§ **SHORT EXERCISE A**
In the interview excerpt, which country does Oscar Candon name as the weirdest place skateboarding has taken him?

# start of EXCERPT

We met up with French skater Oscar Candon recently before the Supra demo at Frontside skatepark in Hackney, London. We had some morning beers and a chat about nerves, French musicians, and the stupidity of those tiny skateboards.

Photos by Carl Wilson

Meet Oscar Candon. He’s the guy walking into your party and drinking all your booze, before totally winning you over by being every cheeky silver-screen younger brother come to life, all wrapped up in the form of one 22-year-old Parisian skater. A fairly new member of the Emerica Europe and Supra teams, he’s still managing to stand out among his more seasoned teammates, which is probably because he’s got more energy than E.ON and the kind of technical ability you’d expect from someone who’s already been skating for 12 years.


I met up with Oscar recently before the Supra demo at Hackney’s Frontside skatepark, where we had some morning beers and a chat about nerves, French musicians and the stupidity of penny boards.

VICE: Hi, Oscar. Introduce yourself to the world.
Oscar Candon: I’m Oscar, I’m 22 and I’ve been skateboarding since I was ten years old.

What's it like being pro after all that time?
I wouldn't say I’m a "pro", because I haven’t got my name under a board yet. But I do make a bit of money from it. I’m basically an amateur who hangs out with legends [laughs].

Where’s the weirdest place that skateboarding has taken you?
Ethiopia, last year. That was crazy! Ten days in Ethiopia, trying to skate. There’s nothing to skate over there, so we spent more time searching for spots than we did actually skating. Just being there was like, “What the fuck?” It really makes you think, seeing people there and understanding how they survive.

# end of EXCERPT
# start of DATASET RECORDS

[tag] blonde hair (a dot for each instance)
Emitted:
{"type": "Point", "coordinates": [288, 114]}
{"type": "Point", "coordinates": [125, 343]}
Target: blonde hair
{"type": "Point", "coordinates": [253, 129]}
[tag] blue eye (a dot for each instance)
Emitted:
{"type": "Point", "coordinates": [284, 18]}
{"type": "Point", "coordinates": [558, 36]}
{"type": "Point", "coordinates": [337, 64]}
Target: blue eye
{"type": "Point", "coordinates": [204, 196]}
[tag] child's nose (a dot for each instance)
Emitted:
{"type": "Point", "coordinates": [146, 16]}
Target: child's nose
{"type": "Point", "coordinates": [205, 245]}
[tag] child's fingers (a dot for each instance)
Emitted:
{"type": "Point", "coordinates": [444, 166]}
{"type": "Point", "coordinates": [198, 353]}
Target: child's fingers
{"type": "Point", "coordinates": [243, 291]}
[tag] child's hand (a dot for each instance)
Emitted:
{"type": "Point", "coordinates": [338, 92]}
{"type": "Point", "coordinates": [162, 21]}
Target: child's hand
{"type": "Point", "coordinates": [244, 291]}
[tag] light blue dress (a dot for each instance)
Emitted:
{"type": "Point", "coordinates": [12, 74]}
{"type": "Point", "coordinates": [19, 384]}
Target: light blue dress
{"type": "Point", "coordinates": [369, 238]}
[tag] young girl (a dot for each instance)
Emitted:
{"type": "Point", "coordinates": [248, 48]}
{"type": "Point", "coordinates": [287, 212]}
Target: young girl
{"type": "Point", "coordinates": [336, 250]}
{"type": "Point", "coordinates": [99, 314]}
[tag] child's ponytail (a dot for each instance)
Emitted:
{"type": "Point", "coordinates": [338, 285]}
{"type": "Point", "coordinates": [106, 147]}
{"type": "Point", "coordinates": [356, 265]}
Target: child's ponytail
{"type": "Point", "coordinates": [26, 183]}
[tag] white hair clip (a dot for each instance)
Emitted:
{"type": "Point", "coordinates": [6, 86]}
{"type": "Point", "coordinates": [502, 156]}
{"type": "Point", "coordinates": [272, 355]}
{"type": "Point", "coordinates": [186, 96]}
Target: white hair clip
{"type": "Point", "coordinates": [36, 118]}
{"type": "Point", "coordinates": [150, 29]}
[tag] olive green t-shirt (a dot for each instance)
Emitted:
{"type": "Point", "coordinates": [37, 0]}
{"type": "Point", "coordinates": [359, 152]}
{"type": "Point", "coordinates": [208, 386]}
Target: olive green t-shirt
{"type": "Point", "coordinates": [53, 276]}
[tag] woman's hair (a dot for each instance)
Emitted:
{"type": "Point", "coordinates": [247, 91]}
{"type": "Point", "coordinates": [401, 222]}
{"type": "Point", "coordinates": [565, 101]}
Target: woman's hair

# end of DATASET RECORDS

§ **SHORT EXERCISE B**
In the records, take the lines from the one containing "[tag] young girl (a dot for each instance)" through the end of the records and write them out again with "Emitted" replaced by "Predicted", leaving everything else unchanged.

§ **FINISHED ANSWER A**
Ethiopia

§ **FINISHED ANSWER B**
[tag] young girl (a dot for each instance)
Predicted:
{"type": "Point", "coordinates": [248, 48]}
{"type": "Point", "coordinates": [287, 212]}
Target: young girl
{"type": "Point", "coordinates": [336, 250]}
{"type": "Point", "coordinates": [99, 314]}
[tag] child's ponytail (a dot for each instance)
Predicted:
{"type": "Point", "coordinates": [338, 285]}
{"type": "Point", "coordinates": [106, 147]}
{"type": "Point", "coordinates": [356, 265]}
Target: child's ponytail
{"type": "Point", "coordinates": [26, 183]}
[tag] white hair clip (a dot for each instance)
Predicted:
{"type": "Point", "coordinates": [6, 86]}
{"type": "Point", "coordinates": [502, 156]}
{"type": "Point", "coordinates": [272, 355]}
{"type": "Point", "coordinates": [186, 96]}
Target: white hair clip
{"type": "Point", "coordinates": [36, 118]}
{"type": "Point", "coordinates": [150, 29]}
[tag] olive green t-shirt (a dot for each instance)
Predicted:
{"type": "Point", "coordinates": [37, 0]}
{"type": "Point", "coordinates": [359, 152]}
{"type": "Point", "coordinates": [208, 386]}
Target: olive green t-shirt
{"type": "Point", "coordinates": [53, 276]}
[tag] woman's hair (a dot for each instance)
Predicted:
{"type": "Point", "coordinates": [247, 91]}
{"type": "Point", "coordinates": [401, 222]}
{"type": "Point", "coordinates": [565, 101]}
Target: woman's hair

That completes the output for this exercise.